■ **Exercise directions**
Keeping every character in place, output all the data.

^^^^^^^^^^^^^^^^

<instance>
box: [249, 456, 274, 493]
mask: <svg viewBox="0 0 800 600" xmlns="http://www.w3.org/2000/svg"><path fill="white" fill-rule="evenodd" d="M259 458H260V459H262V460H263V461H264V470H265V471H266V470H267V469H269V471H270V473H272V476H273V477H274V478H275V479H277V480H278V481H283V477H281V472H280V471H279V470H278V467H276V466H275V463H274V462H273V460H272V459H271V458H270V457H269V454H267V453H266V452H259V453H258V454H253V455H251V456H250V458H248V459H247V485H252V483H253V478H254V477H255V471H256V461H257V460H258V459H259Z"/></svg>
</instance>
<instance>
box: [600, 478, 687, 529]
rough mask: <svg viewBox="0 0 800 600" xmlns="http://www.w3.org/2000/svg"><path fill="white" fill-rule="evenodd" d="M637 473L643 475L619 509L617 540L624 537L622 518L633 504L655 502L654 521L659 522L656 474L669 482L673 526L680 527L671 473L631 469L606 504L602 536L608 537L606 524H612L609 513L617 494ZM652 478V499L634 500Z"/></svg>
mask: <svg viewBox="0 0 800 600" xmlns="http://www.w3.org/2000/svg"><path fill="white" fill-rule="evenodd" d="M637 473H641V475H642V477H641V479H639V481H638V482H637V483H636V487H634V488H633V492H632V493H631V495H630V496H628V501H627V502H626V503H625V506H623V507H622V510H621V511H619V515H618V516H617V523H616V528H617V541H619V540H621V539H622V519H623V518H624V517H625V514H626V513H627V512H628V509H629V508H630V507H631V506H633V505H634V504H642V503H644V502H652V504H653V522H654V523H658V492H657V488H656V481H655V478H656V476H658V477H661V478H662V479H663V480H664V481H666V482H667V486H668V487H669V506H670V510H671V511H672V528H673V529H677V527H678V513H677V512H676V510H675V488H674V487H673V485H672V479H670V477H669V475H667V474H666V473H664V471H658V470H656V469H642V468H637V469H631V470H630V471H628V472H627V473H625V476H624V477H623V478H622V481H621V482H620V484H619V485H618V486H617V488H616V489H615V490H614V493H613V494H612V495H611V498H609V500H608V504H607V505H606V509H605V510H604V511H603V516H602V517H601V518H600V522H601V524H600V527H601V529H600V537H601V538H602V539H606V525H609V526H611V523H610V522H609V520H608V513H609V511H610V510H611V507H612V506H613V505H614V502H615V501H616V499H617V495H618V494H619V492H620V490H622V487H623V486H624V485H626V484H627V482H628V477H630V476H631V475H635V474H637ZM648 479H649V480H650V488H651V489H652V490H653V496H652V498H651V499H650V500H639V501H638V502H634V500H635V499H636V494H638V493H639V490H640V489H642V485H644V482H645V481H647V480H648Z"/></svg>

^^^^^^^^^^^^^^^^

■ **Answer box**
<instance>
box: [249, 456, 274, 493]
mask: <svg viewBox="0 0 800 600" xmlns="http://www.w3.org/2000/svg"><path fill="white" fill-rule="evenodd" d="M259 458H260V459H262V460H263V461H264V470H265V471H266V470H267V469H269V471H270V473H272V476H273V477H274V478H275V479H277V480H278V481H283V477H281V472H280V471H279V470H278V467H276V466H275V463H274V462H273V460H272V459H271V458H270V457H269V454H267V453H266V452H259V453H258V454H253V455H251V456H250V458H248V459H247V485H252V483H253V478H254V477H255V471H256V461H257V460H258V459H259Z"/></svg>
</instance>
<instance>
box: [600, 478, 687, 529]
rough mask: <svg viewBox="0 0 800 600" xmlns="http://www.w3.org/2000/svg"><path fill="white" fill-rule="evenodd" d="M637 473L643 475L619 509L617 540L624 537L622 518L633 504L655 502L654 521L659 522L656 474L669 482L673 526L680 527L671 473L631 469L606 504L602 536L608 537L606 524H612L609 513L617 494ZM652 478V499L634 500Z"/></svg>
mask: <svg viewBox="0 0 800 600" xmlns="http://www.w3.org/2000/svg"><path fill="white" fill-rule="evenodd" d="M637 473H641V475H642V477H641V479H639V481H638V482H637V483H636V487H634V488H633V492H632V493H631V495H630V496H628V501H627V502H626V503H625V506H623V507H622V510H621V511H619V515H618V516H617V523H616V528H617V541H619V540H621V539H622V519H623V518H624V517H625V514H626V513H627V512H628V509H629V508H630V507H631V506H633V505H634V504H642V503H644V502H652V504H653V522H654V523H658V492H657V488H656V481H655V478H656V476H658V477H661V478H662V479H663V480H664V481H666V482H667V486H668V487H669V506H670V510H671V511H672V528H673V529H677V527H678V513H677V512H676V510H675V488H674V487H673V485H672V479H670V477H669V475H667V474H666V473H664V471H658V470H656V469H642V468H637V469H631V470H630V471H628V472H627V473H625V476H624V477H623V478H622V481H621V482H620V484H619V485H618V486H617V488H616V489H615V490H614V493H613V494H612V495H611V498H609V500H608V504H607V505H606V509H605V510H604V511H603V516H602V517H601V518H600V522H601V524H600V527H601V529H600V537H601V538H602V539H606V525H609V526H611V523H610V522H609V520H608V513H609V511H610V510H611V507H612V506H613V505H614V502H615V501H616V499H617V495H618V494H619V492H620V490H622V487H623V486H624V485H626V484H627V482H628V477H630V476H631V475H635V474H637ZM648 479H649V480H650V488H651V489H652V490H653V496H652V498H651V499H650V500H639V501H638V502H634V500H635V499H636V494H638V493H639V490H640V489H642V485H644V482H645V481H647V480H648Z"/></svg>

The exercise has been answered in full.